EXERCISE: Below are records; reproduce exactly the lines from the one that has "Above is an image. Locate the shark's" through the one that has "Above is an image. Locate the whale shark head", ends included, and nothing more.

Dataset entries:
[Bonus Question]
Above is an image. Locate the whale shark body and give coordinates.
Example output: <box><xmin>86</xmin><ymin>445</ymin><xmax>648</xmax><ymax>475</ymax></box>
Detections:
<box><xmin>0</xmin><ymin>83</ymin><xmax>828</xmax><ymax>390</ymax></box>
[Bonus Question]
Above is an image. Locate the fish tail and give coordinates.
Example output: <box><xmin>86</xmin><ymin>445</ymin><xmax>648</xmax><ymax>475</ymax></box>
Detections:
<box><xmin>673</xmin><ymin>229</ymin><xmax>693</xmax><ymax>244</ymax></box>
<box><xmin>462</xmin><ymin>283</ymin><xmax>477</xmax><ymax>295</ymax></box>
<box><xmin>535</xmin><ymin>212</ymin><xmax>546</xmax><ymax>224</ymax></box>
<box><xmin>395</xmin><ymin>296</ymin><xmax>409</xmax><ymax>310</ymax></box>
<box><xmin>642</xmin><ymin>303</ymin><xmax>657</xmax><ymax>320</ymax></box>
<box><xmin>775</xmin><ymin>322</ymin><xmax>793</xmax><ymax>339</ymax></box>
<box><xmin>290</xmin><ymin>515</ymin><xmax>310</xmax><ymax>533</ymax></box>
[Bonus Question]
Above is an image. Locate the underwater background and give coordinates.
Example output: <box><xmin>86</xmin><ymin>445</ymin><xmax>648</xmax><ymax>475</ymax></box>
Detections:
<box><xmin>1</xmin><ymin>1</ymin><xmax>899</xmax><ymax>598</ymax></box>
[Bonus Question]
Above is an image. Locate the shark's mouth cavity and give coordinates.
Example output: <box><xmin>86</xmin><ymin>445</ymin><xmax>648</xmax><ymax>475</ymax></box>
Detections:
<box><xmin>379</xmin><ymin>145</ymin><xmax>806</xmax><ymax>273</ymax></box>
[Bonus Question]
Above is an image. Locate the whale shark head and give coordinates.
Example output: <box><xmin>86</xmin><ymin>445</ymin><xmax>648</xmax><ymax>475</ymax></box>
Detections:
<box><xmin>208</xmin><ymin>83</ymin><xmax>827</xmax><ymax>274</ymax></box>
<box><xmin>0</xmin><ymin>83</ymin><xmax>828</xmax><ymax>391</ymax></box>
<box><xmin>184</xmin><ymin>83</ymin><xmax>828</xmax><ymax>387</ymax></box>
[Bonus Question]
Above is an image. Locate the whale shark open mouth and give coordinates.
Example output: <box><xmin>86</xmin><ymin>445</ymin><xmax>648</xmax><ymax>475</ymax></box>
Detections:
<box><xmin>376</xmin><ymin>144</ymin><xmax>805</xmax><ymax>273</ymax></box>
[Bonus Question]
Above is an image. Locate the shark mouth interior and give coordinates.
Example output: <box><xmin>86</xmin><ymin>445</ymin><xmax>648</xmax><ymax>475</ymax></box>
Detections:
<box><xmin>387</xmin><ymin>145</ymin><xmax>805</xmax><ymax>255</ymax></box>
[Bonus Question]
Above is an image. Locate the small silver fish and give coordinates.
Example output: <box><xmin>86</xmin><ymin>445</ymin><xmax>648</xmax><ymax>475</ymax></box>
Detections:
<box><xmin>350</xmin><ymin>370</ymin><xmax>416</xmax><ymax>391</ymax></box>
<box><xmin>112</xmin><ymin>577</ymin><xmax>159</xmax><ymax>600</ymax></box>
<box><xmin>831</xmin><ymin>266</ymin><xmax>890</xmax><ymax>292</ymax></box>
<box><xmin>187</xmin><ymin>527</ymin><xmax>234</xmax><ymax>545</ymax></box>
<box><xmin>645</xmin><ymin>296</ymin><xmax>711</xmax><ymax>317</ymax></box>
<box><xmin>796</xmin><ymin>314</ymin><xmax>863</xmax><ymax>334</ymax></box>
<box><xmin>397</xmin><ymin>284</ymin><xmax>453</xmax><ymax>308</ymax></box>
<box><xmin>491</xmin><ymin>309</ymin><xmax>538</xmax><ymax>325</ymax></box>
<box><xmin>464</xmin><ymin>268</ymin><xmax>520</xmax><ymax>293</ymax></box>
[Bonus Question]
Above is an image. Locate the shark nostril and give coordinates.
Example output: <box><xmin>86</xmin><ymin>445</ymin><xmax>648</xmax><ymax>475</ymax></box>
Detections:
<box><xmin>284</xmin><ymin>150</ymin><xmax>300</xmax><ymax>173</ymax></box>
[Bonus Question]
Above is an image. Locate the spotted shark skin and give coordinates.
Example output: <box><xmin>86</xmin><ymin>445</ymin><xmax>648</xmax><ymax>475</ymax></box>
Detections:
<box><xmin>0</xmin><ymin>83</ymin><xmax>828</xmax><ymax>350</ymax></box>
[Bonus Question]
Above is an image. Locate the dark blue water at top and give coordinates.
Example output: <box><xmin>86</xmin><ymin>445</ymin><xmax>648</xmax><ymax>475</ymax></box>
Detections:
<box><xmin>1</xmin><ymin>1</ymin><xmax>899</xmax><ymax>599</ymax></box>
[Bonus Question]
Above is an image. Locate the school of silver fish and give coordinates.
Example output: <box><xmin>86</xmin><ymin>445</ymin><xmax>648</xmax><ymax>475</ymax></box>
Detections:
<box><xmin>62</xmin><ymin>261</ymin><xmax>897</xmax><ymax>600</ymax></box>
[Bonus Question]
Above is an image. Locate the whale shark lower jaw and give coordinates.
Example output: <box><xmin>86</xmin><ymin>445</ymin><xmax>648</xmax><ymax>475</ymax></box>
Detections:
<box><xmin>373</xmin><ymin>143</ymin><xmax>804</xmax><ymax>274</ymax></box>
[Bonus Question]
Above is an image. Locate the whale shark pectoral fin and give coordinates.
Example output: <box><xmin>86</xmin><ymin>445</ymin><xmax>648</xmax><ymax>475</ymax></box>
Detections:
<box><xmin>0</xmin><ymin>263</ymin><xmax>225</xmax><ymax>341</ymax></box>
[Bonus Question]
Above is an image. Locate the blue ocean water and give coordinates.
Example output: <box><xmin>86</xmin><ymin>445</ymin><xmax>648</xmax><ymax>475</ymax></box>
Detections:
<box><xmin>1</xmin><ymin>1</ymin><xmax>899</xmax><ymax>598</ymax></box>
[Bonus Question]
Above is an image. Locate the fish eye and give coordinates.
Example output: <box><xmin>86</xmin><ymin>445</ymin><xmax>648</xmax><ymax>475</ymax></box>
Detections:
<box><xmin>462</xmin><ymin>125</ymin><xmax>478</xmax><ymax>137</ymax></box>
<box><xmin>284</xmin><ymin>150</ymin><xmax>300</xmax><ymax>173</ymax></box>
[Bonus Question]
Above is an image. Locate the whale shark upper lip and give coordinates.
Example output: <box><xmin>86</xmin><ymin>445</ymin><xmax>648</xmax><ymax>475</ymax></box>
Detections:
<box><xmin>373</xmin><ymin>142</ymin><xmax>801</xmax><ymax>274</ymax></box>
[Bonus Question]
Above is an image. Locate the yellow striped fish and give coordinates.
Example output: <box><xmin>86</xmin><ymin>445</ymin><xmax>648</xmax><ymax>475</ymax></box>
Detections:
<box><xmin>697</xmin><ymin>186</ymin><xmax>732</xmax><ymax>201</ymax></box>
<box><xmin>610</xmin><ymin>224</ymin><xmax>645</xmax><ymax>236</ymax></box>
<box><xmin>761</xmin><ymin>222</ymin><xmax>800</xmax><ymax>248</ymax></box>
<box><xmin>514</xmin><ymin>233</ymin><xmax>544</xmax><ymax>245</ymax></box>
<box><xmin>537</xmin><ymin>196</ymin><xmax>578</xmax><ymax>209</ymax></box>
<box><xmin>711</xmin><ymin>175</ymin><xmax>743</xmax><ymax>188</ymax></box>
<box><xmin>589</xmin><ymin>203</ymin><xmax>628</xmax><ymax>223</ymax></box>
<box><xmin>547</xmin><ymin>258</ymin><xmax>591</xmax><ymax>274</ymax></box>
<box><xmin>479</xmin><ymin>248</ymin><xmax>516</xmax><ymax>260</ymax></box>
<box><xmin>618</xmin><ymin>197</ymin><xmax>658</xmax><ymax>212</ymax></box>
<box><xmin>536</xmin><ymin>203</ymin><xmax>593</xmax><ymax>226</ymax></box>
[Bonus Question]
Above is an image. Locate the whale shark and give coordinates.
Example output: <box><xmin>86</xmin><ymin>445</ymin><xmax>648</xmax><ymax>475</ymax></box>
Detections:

ANSWER AREA:
Above is an image. Locate the shark's mouth cavity and give coordinates.
Example output: <box><xmin>86</xmin><ymin>445</ymin><xmax>648</xmax><ymax>475</ymax></box>
Detections:
<box><xmin>379</xmin><ymin>145</ymin><xmax>806</xmax><ymax>273</ymax></box>
[Bonus Question]
Above is an image. Locate the whale shark head and give coordinates.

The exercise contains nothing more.